The first time I had strata I was in a vacation house with close friends and hungover. I had no idea what I was in for. When I dug into the rich, comforty goodness, I knew I had come home, my perfect brunch food had been found. Like a warm fuzzy blanket that reaches in and wraps itself around your core, then massages your heart, rubs your tummy, and banishes all sadness, anxiety, jealousy, envy, spite, and even regret which is an invaluable boon when you have over-indulged the night before.
Bread pudding is one of my favorite desserts and strata is like the savory morning version of the best bread pudding you ever had.
JC and I had our families out to our house near Joshua Tree for Thanksgiving last year and this strata starred at our Day After brunch. Even my sister, who is extremely health conscious, couldn’t help but take a second serving. It’s just a stunner that will make everyone at your table feel intensely the sun streaming in the windows (or snuggle in against the cold.) It’s that good.
Some height-of-the-summer, oven roasted tomatoes might be the only thing you need to serve with this sterling one-pot dish. To drink, strong, hot coffee would be perfect. Or maybe a lightly effervescent white with just a whisper of fruit, like the Lambrusco we get at Trader Joe’s for $2.99/bottle. Or serve a dry sparkling wine with a demure dash of orange or peach juice. But don’t make it a mimosa; strata don’t need “bottomless” drinks.
Breakfast Strata with Spinach & Gruyere
Adapted from Cook’s Illustrated
8-10 slices of good, hearty artisan bread (1/2-3/4 inch thick)
8 tablespoons unsalted butter, softened (you could lose up to 4 tablespoons of this)
2 medium shallots or ½ medium onion, minced
1 lb spinach
ground black pepper
1/2 cup medium dry white wine, such as Sauvignon Blanc
6 oz Gruyere cheese, grated (about 1 1/2 cups)
6 large eggs
1 3/4 cups half-and-half or milk
2-3 links high quality Italian sausage
1. When you are ready to bake, adjust oven rack to middle position and heat oven to 200 degrees. Arrange bread in single layer on large baking sheet and bake until dry and crisp, about 1 hour, turning slices over halfway through drying time. (Alternatively, cover slices with a clean dish towel and leave them to dry overnight.) When cooled, butter slices on one side and set aside.

----------------

**Given request**
Copy the strata recipe post starting with "The first time" and going on through "the night before.", renaming "blanket" to "quilt". The lines have no connection to the strata recipe post.

**Record extracts**
----------------

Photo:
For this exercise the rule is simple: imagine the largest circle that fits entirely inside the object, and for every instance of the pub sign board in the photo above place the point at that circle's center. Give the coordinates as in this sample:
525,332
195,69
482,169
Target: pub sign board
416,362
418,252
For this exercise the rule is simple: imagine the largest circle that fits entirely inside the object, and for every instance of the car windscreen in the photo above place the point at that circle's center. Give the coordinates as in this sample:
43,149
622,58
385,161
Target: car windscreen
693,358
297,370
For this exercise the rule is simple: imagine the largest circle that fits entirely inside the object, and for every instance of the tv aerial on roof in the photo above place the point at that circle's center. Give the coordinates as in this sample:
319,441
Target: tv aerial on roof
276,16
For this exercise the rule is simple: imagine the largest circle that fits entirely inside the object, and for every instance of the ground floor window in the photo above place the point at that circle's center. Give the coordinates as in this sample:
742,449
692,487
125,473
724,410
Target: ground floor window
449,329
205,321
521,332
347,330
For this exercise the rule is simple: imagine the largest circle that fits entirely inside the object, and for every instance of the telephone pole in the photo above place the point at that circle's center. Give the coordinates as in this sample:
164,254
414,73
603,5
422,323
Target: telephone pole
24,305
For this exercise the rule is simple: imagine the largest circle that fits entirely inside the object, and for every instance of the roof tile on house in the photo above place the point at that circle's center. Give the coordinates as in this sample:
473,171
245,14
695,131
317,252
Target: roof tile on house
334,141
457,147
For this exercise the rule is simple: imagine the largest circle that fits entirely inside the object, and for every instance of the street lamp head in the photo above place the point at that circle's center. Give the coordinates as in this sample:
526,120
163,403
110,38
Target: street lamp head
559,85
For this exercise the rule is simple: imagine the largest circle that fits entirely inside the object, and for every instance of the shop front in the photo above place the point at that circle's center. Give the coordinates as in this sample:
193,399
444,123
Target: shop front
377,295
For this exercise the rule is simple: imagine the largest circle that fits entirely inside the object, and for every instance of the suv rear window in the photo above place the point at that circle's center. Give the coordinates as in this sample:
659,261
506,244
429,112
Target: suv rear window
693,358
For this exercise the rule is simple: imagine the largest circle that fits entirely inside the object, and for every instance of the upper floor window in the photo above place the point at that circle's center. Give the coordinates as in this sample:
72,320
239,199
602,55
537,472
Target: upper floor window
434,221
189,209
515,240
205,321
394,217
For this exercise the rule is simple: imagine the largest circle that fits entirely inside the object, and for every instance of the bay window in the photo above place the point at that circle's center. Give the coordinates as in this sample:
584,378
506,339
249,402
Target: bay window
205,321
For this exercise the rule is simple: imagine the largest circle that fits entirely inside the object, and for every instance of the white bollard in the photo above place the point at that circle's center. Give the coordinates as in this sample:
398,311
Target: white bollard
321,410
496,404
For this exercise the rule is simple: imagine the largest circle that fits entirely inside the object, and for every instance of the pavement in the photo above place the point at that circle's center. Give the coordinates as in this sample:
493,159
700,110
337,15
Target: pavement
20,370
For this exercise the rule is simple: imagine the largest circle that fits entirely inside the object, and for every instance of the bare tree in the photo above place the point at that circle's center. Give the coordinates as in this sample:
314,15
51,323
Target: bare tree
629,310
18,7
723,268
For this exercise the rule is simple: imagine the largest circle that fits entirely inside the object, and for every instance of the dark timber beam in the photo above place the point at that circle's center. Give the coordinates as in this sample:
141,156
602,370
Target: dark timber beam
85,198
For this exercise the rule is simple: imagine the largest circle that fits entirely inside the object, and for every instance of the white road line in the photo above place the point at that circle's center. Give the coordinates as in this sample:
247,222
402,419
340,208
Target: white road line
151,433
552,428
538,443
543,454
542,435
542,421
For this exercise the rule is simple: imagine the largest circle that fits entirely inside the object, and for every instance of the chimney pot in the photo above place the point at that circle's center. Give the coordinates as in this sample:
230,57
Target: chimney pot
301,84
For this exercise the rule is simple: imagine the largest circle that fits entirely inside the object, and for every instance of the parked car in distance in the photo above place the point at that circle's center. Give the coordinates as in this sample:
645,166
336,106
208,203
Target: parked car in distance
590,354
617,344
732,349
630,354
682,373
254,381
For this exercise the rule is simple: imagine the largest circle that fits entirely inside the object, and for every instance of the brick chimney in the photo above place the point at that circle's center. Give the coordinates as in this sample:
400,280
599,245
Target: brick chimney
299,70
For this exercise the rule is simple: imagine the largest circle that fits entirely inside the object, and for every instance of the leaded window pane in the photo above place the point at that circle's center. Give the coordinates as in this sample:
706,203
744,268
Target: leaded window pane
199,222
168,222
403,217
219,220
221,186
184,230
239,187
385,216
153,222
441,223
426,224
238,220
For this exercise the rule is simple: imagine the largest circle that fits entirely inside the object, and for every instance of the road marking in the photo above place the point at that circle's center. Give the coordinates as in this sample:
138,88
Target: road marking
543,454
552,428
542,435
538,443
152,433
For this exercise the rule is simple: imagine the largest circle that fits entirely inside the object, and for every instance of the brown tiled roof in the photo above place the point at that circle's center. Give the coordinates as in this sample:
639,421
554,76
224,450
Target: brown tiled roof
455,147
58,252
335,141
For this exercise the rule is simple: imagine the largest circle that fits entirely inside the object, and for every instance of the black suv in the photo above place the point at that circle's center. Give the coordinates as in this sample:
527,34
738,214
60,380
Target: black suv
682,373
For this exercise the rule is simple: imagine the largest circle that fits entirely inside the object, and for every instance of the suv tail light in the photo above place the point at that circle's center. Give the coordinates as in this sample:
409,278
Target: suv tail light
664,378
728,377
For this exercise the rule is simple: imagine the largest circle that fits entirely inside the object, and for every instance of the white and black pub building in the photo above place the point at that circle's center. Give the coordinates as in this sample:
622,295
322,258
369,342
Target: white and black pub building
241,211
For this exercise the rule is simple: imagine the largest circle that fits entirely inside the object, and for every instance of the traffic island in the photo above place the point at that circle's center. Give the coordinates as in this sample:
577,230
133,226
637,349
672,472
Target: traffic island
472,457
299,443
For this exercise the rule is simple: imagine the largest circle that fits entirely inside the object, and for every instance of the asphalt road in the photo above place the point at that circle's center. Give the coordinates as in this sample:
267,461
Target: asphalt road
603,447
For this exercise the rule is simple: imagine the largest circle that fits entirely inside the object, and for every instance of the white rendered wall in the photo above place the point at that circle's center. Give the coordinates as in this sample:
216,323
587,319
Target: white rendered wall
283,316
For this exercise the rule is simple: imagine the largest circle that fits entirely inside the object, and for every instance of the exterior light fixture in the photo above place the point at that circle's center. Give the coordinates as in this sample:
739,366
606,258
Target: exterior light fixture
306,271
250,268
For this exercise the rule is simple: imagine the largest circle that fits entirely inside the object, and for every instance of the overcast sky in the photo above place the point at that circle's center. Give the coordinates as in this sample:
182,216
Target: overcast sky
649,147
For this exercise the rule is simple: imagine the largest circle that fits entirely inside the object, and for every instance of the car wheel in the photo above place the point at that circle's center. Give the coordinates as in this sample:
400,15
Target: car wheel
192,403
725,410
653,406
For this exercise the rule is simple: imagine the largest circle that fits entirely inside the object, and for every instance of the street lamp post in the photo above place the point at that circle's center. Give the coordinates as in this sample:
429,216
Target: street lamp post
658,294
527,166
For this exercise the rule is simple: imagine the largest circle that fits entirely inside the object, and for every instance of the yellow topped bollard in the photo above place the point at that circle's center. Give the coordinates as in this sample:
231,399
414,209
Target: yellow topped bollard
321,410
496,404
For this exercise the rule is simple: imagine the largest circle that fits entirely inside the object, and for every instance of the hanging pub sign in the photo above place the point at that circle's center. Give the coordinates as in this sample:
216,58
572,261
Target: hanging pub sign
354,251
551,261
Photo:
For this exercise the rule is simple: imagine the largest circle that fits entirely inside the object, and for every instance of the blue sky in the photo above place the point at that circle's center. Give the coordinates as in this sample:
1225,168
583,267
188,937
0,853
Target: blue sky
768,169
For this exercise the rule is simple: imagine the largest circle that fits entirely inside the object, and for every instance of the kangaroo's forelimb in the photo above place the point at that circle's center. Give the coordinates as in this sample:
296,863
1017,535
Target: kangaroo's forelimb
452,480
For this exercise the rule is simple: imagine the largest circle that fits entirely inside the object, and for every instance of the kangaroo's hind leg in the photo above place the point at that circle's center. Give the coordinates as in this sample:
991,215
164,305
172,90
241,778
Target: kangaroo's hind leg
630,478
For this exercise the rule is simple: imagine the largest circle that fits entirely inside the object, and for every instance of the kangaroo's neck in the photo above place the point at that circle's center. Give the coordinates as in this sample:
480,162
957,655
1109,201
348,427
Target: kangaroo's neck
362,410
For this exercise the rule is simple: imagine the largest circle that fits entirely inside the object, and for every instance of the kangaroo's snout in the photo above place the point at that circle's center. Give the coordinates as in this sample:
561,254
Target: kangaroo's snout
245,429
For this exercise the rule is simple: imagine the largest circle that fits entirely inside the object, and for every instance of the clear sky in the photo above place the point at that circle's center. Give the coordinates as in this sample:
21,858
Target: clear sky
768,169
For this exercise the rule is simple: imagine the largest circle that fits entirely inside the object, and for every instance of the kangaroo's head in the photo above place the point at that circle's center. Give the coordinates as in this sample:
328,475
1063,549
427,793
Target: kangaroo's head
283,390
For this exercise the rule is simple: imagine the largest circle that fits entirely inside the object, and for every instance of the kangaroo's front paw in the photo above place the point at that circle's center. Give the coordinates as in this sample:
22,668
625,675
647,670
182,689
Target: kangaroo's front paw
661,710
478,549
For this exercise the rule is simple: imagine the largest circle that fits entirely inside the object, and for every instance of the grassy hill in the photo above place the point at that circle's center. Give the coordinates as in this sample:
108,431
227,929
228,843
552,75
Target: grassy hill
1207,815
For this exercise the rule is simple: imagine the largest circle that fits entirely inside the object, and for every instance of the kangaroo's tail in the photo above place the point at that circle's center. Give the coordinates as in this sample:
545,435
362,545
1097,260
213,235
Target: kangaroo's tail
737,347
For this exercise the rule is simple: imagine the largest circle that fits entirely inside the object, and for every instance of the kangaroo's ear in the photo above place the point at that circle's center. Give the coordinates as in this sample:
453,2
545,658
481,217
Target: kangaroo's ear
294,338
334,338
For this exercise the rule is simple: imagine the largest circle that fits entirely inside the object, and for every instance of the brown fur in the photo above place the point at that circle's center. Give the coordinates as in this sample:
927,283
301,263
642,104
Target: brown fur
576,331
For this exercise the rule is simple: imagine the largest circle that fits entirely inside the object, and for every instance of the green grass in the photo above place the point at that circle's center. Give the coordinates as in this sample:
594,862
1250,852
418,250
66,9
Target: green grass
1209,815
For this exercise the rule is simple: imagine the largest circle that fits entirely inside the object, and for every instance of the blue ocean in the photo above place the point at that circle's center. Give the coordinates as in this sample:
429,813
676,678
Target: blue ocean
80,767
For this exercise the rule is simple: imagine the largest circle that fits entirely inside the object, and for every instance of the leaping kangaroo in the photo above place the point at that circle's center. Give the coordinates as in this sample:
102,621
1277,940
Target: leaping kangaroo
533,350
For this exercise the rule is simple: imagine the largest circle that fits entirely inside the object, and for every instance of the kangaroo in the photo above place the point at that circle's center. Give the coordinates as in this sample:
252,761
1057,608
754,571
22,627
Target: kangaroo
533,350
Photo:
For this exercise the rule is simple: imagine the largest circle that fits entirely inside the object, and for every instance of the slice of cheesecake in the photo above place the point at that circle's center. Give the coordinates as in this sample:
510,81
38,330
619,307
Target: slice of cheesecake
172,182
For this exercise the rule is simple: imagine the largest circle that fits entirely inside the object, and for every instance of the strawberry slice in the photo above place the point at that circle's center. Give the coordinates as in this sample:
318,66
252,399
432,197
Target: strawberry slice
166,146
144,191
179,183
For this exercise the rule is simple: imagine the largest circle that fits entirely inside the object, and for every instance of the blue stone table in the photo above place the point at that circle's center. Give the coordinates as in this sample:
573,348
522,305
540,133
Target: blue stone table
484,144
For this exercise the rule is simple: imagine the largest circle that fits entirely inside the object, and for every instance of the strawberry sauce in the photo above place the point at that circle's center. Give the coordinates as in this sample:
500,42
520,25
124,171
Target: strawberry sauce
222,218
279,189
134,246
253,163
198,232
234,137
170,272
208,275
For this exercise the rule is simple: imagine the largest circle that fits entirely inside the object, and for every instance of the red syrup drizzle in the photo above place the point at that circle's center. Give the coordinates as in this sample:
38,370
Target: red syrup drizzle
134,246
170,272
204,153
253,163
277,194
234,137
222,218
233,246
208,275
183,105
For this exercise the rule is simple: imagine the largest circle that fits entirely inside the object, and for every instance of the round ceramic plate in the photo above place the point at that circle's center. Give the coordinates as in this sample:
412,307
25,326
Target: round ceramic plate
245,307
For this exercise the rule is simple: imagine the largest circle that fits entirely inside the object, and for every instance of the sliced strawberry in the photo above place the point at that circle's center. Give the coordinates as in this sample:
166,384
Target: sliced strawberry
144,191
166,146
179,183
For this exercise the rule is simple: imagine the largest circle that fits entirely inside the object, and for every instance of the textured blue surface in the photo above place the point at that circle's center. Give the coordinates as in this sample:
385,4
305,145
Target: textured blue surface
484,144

----------------

**Exercise output**
The first time I had strata I was in a vacation house with close friends and hungover. I had no idea what I was in for. When I dug into the rich, comforty goodness, I knew I had come home, my perfect brunch food had been found. Like a warm fuzzy quilt that reaches in and wraps itself around your core, then massages your heart, rubs your tummy, and banishes all sadness, anxiety, jealousy, envy, spite, and even regret which is an invaluable boon when you have over-indulged the night before.